> [Texte du document]
^^^^^^^^^^^^^^^^
Tiburce Oger: « Dans la peau du héros »

Tiburce Oger aimerait que les lecteurs découvrent l’île mystérieuse de Black Sands en même temps que ses naufragés. C’est en effet une expérience particulièrement excitante et terrifiante. On vous conseille donc d’aller acheter cet excellent thriller, de le lire puis de revenir découvrir l’interview de son scénariste.

blacksands.jpgJ’ai pris beaucoup de plaisir à découvrir « Black Sands » sans même avoir lu la quatrième couverture. Est-ce la meilleure manière de découvrir votre album et d’en ressentir toute sa tension ?
Tiburce Oger. C’est beaucoup mieux ! L’éditeur a trouvé que ce serait vendeur de dévoiler beaucoup de choses en quatrième de couverture. Je me suis un peu bagarré pour cela, car moins ont en dit, plus on peut découvrir. C’était un peu le principe d’une série comme « Lost » ou de « L’île mystérieuse » de Jules Vernes. Il faut qu’on soit comme le héros, qu’on découvre au fur et à mesure ce qui va se passer.
^^^^^^^^^^^^^^^^
> [Consigne a]
Reformule plus brièvement le paragraphe de l'entretien ci-dessus qui commence par « Tiburce Oger aimerait que les lecteurs », en conservant ses faits principaux.

> [Données de la tâche]
^^^^^^^^^^^^^^^^
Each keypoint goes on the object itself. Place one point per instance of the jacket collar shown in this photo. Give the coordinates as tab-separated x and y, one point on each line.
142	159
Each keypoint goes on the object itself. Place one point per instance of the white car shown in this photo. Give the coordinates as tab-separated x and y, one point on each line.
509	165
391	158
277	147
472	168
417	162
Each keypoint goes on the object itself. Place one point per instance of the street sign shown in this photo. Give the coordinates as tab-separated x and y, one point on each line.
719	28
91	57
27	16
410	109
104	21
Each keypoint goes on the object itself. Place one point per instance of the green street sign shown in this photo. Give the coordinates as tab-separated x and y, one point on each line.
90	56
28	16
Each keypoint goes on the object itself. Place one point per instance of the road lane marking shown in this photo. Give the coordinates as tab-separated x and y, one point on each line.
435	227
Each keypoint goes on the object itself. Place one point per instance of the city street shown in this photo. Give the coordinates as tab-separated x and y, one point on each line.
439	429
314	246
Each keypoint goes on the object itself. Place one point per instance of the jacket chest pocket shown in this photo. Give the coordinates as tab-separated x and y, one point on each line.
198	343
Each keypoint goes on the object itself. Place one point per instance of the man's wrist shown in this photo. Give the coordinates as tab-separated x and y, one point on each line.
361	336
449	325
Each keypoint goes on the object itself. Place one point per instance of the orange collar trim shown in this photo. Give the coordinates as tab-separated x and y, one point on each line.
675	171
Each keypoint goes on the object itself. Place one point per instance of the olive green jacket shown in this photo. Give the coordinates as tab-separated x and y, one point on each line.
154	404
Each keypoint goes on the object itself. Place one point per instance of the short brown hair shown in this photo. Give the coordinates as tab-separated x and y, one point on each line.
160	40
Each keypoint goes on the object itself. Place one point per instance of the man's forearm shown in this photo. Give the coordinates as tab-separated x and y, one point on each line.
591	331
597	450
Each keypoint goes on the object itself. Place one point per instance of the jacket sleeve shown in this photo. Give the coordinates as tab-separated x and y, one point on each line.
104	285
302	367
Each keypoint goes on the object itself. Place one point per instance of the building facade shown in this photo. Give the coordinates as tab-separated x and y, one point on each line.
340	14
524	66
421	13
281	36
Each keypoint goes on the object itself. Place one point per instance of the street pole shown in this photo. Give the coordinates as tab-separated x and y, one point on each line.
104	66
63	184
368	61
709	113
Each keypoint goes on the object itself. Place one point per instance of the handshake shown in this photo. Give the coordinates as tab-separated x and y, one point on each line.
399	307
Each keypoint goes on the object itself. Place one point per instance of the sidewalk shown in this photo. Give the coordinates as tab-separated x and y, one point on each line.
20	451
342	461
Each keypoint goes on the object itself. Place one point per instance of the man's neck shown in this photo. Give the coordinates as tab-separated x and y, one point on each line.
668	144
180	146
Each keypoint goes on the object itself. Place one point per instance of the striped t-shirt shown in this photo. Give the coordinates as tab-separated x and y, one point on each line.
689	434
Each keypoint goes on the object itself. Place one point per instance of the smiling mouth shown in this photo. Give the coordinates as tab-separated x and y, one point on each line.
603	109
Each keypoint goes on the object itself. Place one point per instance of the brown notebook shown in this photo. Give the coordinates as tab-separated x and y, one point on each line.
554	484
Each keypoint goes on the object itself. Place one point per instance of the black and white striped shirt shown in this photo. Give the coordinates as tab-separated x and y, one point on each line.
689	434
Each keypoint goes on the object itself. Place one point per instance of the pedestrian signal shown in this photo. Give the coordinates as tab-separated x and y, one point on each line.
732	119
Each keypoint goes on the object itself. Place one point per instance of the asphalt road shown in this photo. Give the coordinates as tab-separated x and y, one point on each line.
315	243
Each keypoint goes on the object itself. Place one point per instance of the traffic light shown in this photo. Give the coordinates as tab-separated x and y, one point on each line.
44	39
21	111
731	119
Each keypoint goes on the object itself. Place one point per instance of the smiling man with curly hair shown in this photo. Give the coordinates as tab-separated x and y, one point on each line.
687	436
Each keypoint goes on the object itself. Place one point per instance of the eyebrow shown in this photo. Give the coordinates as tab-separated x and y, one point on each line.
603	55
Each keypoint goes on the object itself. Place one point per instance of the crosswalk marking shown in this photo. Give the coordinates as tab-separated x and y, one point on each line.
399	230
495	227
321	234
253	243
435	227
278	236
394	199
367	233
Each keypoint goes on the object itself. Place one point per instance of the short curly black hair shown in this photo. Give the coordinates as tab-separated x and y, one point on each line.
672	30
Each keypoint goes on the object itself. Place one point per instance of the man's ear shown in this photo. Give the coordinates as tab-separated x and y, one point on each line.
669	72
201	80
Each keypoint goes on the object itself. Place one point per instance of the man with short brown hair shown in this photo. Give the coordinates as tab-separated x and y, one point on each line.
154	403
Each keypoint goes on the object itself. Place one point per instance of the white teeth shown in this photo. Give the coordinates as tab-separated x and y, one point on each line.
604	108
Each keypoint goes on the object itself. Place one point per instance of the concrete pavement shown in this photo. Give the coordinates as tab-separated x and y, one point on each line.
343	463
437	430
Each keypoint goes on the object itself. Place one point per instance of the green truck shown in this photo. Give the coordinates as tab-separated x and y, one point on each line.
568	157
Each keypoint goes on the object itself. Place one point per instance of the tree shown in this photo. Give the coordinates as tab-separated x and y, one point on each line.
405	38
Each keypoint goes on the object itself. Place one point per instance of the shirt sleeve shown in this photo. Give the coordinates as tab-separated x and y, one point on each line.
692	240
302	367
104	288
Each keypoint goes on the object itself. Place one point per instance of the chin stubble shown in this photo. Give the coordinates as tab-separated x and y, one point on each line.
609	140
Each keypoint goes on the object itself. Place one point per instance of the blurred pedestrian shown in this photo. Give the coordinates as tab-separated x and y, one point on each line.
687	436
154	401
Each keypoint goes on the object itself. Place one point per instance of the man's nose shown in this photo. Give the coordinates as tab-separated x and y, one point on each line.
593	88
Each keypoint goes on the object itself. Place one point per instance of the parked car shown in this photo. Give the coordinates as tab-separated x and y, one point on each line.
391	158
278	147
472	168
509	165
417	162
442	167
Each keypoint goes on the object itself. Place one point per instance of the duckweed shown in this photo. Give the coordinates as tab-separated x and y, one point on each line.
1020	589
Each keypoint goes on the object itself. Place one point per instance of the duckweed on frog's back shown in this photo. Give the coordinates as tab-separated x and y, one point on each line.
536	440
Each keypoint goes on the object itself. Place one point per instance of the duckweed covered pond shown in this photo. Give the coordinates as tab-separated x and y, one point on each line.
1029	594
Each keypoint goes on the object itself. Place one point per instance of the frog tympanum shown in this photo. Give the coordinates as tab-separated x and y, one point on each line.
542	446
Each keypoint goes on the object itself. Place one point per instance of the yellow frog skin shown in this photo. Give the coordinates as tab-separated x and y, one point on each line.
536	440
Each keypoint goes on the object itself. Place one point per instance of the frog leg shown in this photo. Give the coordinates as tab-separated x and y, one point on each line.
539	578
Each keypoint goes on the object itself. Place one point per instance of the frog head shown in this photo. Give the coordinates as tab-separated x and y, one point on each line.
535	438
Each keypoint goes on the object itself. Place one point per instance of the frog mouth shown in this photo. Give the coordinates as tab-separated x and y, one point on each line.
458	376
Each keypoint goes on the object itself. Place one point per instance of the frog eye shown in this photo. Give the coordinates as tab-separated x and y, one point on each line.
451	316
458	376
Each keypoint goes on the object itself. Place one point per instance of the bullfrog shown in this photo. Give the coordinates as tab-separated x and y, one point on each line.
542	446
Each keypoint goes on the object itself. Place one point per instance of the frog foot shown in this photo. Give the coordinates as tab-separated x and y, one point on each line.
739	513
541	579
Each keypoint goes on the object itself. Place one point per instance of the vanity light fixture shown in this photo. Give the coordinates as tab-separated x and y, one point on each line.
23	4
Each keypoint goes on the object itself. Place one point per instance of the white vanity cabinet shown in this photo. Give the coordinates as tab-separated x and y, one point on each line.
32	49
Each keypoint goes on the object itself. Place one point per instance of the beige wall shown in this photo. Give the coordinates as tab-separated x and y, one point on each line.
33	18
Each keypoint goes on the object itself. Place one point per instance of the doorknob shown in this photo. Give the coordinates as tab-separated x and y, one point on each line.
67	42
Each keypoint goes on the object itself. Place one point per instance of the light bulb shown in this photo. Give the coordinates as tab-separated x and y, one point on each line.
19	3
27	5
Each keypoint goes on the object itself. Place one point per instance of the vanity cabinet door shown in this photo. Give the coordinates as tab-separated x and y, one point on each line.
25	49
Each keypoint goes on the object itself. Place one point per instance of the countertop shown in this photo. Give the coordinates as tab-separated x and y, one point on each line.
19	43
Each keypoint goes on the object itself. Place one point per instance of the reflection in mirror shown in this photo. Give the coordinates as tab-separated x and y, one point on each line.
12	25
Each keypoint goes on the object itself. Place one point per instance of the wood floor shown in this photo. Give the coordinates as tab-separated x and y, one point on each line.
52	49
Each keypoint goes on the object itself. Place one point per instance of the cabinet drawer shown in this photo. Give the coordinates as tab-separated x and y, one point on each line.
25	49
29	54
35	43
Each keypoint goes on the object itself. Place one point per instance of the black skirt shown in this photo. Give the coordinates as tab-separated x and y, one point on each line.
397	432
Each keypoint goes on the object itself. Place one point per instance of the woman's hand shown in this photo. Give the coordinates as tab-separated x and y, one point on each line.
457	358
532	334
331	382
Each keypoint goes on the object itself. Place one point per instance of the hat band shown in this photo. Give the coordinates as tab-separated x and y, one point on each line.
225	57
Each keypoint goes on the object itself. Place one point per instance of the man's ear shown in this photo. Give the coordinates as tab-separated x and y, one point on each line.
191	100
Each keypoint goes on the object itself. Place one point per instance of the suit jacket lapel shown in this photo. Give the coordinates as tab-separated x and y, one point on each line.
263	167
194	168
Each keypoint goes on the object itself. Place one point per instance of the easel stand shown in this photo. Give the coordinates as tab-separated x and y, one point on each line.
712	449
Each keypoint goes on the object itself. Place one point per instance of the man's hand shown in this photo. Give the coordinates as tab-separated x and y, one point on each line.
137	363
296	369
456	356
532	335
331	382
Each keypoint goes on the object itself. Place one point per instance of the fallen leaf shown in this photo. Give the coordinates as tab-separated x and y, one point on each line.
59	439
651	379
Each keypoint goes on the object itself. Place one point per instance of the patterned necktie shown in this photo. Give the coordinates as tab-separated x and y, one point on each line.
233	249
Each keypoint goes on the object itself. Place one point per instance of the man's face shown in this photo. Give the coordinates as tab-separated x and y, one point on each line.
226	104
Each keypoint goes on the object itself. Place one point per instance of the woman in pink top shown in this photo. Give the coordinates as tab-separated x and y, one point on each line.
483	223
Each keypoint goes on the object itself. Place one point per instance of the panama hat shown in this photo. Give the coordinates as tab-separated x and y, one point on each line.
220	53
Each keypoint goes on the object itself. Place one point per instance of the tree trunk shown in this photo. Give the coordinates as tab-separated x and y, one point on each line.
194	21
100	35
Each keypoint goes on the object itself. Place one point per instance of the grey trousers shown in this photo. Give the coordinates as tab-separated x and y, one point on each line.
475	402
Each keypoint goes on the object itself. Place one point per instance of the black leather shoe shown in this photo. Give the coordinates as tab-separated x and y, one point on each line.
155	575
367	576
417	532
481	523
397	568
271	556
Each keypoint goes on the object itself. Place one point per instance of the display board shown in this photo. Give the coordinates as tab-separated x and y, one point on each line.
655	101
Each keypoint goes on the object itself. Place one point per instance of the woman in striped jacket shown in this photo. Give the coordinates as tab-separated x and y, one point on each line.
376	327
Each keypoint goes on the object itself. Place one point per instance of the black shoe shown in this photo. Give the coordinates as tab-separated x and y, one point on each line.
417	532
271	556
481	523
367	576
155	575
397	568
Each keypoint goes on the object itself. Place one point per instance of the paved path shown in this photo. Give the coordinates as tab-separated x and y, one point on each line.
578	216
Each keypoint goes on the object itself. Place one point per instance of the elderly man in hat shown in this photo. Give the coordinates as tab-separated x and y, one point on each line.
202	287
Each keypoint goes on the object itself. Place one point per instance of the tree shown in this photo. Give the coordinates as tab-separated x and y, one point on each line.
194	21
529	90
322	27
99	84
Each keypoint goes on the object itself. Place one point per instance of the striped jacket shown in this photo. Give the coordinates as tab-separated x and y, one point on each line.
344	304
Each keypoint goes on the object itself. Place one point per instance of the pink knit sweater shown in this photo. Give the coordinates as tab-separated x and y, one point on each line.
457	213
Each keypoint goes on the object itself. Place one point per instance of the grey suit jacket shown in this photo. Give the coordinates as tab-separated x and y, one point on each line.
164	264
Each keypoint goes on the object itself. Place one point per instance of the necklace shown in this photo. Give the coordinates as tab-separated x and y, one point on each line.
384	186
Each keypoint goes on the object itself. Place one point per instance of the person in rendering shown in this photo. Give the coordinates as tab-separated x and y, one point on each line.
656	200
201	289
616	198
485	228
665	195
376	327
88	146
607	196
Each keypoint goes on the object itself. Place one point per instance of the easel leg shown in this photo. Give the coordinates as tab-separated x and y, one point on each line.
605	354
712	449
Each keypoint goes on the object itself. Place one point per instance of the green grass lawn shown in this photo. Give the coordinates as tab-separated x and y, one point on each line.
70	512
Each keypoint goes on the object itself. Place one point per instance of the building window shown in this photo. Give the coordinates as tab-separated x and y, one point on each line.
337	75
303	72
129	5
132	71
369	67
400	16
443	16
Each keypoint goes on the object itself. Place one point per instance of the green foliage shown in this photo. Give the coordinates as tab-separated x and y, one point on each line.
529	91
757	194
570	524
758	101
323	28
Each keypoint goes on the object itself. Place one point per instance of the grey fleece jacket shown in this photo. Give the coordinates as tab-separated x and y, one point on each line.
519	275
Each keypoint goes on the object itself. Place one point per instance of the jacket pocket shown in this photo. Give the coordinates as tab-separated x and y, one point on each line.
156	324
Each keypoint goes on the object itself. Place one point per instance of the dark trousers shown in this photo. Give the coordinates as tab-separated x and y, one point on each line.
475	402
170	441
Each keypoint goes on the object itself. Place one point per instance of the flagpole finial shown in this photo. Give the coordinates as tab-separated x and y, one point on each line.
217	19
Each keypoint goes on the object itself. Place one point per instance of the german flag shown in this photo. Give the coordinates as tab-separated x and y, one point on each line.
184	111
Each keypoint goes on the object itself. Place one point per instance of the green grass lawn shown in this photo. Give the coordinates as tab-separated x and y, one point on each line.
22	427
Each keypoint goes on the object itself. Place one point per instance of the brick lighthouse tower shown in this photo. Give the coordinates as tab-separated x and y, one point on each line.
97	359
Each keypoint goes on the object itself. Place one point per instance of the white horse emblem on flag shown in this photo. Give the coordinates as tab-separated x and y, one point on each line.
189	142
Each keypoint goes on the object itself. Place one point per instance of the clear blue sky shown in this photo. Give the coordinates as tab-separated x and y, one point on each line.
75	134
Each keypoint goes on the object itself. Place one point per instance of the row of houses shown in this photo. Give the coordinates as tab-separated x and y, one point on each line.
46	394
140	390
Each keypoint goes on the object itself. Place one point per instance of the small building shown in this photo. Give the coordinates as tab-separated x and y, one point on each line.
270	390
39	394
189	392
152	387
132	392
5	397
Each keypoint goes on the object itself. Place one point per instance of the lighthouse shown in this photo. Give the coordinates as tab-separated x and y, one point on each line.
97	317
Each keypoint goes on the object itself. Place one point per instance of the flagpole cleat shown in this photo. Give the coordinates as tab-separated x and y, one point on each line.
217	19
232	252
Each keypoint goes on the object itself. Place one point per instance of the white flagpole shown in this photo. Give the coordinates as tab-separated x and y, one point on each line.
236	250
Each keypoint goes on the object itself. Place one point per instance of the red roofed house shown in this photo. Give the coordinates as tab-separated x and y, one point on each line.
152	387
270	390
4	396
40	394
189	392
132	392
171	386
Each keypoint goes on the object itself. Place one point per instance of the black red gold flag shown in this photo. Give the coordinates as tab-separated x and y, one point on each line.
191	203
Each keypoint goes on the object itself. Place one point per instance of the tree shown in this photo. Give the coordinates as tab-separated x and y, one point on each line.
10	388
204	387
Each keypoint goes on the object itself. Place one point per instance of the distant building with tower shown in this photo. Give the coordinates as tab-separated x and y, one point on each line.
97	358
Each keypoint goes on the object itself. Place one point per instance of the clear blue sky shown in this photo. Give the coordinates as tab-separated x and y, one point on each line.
^^^^^^^^^^^^^^^^
> [Consigne b]
Indique combien de lignes des rangées ci-dessus contiennent la chaîne « duckweed », en tenant compte de la casse. Réponds uniquement par le nombre.

> [Résultat final a]
Tiburce Oger souhaite que les lecteurs découvrent l'île mystérieuse de Black Sands en même temps que ses naufragés, une expérience excitante et terrifiante. Il est donc conseillé d'acheter et de lire ce thriller avant de découvrir l'interview de son scénariste.

> [Résultat final b]
3